Grand Autre dans la névrose

En guise de conclusion, ce dernier chapitre s’exerce à emprunter quelques notions générales au modèle que nous avons construit dans les chapitres précédents — en nous inspirant du modèle lacanien du langage —, et à les appliquer au rapport du sujet avec le grand Autre dans les situations cliniques pathologiques de la névrose, de la psychose, et de la perversion — selon la terminologie en vigueur à l’époque de Lacan. Aujourd’hui, le vocabulaire psychiatrique parle de « troubles de la santé mentale  ».

Les idées avancées ici démontrent une diversité effective dans ce rapport : le névrosé et le pervers sont sûrement des sujets barrés, alors que le psychotique ne l’est pas.

Commençons par la névrose.

Grand Autre dans la névrose

Le névrosé reconnaît l’existence du grand Autre en tant que champ du langage. Il accepte la division signifiante — la coupure, la castration.

### [Extrait des données]
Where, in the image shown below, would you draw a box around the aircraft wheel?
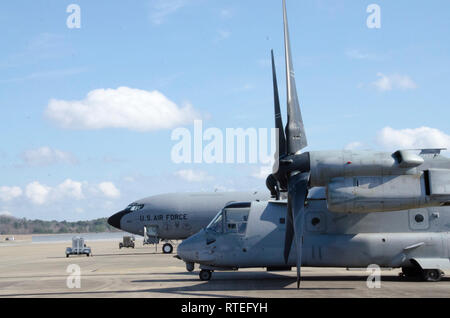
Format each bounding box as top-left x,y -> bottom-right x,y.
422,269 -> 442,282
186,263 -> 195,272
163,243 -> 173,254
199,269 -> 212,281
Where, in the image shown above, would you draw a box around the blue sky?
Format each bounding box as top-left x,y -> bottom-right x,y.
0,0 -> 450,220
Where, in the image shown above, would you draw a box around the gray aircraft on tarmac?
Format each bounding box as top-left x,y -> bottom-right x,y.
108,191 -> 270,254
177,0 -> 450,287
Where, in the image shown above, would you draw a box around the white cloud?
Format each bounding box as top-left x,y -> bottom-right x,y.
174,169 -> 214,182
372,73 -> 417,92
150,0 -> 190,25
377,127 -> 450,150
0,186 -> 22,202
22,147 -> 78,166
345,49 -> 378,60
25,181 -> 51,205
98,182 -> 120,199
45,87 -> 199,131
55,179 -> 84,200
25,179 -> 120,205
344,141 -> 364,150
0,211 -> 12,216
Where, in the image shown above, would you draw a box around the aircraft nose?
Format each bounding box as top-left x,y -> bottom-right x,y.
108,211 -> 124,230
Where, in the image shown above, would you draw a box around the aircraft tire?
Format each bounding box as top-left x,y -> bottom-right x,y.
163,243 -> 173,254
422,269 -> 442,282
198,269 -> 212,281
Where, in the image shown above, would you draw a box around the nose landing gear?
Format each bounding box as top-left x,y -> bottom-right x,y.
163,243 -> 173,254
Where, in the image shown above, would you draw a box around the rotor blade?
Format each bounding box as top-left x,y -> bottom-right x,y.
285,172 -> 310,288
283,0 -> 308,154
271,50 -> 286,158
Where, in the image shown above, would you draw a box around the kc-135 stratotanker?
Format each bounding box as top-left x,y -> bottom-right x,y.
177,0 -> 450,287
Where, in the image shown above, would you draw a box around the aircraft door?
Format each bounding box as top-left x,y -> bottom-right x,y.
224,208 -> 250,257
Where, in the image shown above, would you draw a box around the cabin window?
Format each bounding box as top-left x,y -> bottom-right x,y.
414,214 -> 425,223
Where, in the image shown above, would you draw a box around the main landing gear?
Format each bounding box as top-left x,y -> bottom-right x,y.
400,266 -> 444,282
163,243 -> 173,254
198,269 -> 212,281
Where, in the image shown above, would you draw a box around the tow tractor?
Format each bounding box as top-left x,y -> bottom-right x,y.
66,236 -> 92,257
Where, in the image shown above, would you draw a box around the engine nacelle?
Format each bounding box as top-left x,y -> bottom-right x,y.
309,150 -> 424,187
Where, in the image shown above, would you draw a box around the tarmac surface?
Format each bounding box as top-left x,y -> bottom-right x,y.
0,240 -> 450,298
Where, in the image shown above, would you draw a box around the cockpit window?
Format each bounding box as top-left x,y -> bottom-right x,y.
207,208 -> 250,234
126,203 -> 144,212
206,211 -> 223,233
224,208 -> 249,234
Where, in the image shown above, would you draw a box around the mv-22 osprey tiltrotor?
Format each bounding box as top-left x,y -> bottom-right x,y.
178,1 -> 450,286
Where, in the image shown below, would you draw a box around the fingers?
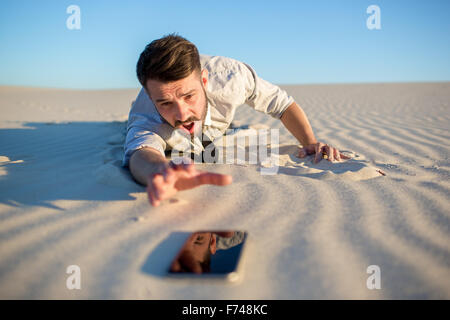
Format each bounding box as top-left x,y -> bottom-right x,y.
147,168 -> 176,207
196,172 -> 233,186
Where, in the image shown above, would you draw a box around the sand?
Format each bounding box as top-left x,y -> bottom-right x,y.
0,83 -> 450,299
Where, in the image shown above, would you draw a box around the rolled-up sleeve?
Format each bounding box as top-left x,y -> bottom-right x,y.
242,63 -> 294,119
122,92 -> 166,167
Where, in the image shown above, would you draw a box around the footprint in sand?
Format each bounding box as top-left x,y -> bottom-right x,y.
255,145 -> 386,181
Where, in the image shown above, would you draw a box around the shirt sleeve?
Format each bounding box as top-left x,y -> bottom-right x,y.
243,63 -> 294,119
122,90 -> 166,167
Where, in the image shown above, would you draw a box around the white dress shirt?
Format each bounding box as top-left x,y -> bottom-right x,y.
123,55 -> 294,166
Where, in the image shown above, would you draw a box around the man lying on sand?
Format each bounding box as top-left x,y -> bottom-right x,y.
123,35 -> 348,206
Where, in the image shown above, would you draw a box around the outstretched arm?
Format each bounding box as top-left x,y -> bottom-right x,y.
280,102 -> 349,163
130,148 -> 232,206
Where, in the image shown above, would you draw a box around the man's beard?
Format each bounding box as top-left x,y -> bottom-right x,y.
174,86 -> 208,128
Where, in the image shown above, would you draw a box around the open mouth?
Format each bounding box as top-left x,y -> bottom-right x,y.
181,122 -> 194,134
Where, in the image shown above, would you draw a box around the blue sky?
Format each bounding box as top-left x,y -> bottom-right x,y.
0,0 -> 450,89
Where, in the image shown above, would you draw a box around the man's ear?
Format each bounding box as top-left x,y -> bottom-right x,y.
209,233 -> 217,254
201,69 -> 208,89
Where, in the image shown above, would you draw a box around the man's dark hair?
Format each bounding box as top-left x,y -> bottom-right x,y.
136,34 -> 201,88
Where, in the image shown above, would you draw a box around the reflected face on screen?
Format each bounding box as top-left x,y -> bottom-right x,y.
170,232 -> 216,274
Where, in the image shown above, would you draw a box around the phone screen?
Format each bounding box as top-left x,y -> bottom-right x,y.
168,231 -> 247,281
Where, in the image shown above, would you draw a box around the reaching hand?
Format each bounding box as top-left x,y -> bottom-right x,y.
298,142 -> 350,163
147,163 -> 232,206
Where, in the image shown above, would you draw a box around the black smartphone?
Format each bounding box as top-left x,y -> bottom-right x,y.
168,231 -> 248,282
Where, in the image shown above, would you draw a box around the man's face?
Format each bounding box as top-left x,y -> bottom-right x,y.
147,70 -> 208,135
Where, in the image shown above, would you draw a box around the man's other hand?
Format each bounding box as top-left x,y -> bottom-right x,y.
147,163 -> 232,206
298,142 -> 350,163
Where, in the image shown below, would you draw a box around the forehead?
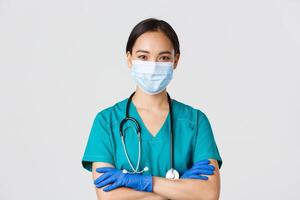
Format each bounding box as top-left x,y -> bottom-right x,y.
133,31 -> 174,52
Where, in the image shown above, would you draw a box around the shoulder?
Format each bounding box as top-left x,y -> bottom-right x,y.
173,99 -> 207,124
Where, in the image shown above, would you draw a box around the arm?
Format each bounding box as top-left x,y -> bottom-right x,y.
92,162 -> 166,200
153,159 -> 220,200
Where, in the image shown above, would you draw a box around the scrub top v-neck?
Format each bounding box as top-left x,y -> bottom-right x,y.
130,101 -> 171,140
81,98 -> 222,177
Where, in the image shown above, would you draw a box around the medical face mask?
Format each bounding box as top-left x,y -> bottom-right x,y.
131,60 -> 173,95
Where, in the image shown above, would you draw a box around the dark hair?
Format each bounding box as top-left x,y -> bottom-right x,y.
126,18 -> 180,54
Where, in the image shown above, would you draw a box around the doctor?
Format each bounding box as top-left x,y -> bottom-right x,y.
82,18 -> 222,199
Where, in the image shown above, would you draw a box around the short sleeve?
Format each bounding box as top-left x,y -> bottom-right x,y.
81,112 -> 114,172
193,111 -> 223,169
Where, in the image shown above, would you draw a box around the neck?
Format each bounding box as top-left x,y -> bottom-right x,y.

* * *

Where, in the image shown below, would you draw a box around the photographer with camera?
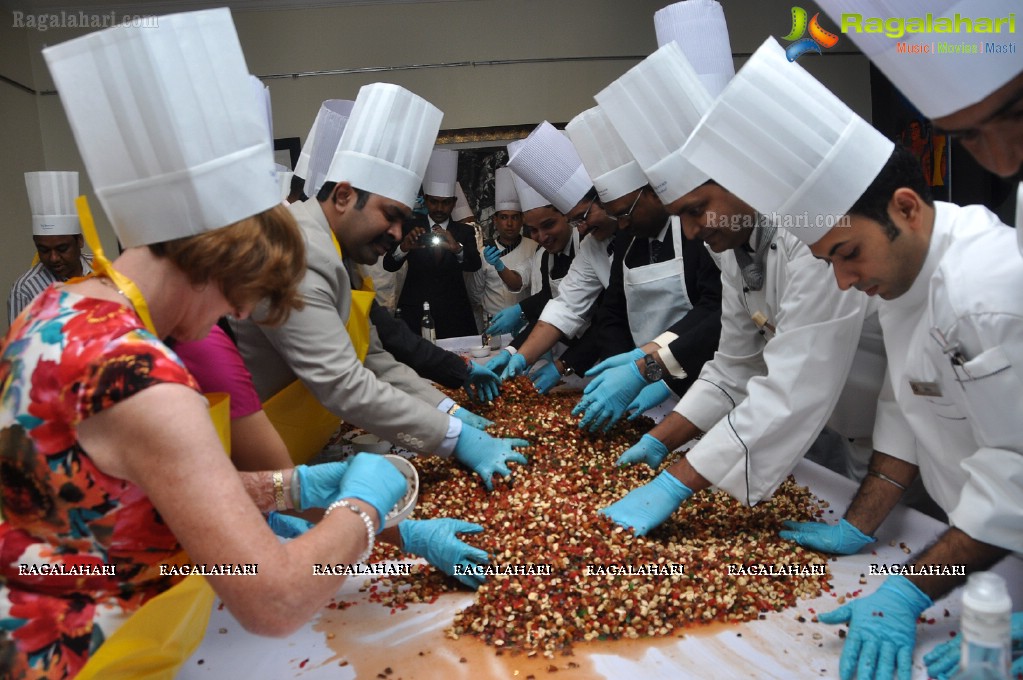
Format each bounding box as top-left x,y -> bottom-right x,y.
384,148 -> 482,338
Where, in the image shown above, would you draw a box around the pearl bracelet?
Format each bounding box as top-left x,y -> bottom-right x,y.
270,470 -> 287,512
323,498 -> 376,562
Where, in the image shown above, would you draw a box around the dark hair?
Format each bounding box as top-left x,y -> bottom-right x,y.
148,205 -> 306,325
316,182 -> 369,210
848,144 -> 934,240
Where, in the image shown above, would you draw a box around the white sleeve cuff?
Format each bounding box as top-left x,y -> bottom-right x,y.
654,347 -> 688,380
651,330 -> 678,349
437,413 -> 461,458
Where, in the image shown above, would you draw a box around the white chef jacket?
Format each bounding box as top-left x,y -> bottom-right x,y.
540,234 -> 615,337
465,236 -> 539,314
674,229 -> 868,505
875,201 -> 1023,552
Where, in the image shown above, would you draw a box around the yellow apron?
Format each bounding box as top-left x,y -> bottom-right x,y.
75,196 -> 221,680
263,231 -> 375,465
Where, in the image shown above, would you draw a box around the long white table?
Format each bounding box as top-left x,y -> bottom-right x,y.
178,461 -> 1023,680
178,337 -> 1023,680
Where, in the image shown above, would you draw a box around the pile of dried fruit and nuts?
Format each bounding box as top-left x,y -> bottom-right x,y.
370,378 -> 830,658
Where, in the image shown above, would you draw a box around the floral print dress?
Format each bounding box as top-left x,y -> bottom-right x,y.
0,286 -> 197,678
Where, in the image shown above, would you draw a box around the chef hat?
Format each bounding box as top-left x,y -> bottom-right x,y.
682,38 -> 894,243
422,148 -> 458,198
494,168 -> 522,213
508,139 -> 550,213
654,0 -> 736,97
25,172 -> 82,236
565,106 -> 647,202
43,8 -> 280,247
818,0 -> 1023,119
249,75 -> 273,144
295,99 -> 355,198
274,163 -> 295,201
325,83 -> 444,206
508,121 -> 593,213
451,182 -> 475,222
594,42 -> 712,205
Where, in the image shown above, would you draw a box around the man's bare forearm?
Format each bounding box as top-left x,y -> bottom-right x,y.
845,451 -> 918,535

### [Exercices]
**1.** Quelles situations cliniques pathologiques le texte sur le grand Autre énumère-t-il, selon la terminologie en vigueur à l'époque de Lacan ?
**2.** Pouvez-vous poursuivre le texte sur le grand Autre dans la névrose à partir de sa dernière phrase ?

### [Réponses]
**1.** La névrose, la psychose et la perversion.

**2.**
Pour différencier les trois grandes névroses, il se révèle pertinent de considérer l’inter-signifiance au lieu de l’intersubjectivité, c’est-à-dire de s’appuyer non pas sur « le rapport du sujet avec son entourage », mais sur l’intrigue théâtrale du sujet barré avec le signifiant :

— l’hystérique est lui-même le signifiant. Il s’y connait en affaire de désir et se réjouit de la division qui génère le signifiant. L’acte de l’hystérique est de jouer du semblant sur la scène ;

— l’obsessionnel contrôle et maîtrise le signifiant. Il veut savoir la vérité. L’acte de l’obsessionnel est de diriger la mise en scène des signifiants. Il affronte la coupure en étant sûr de vaincre. Pour lui, pas de doute que la castration lui permettra de maîtriser le réel par le symbolique ;

— le phobique se défie du signifiant qui est mensonge. Il craint la menace de la castration. L’acte du phobique est de basculer hors de la scène, de quitter ce jeu forcément injuste, ou alors de parier sur la contingence. En attendant, il tergiverse afin de retarder l’échéance, ou bien il utilise le signifiant pour briller — ce qui revient à une autre forme de procrastination.

Le névrosé reconnaît le grand Autre en tant que champ du langage.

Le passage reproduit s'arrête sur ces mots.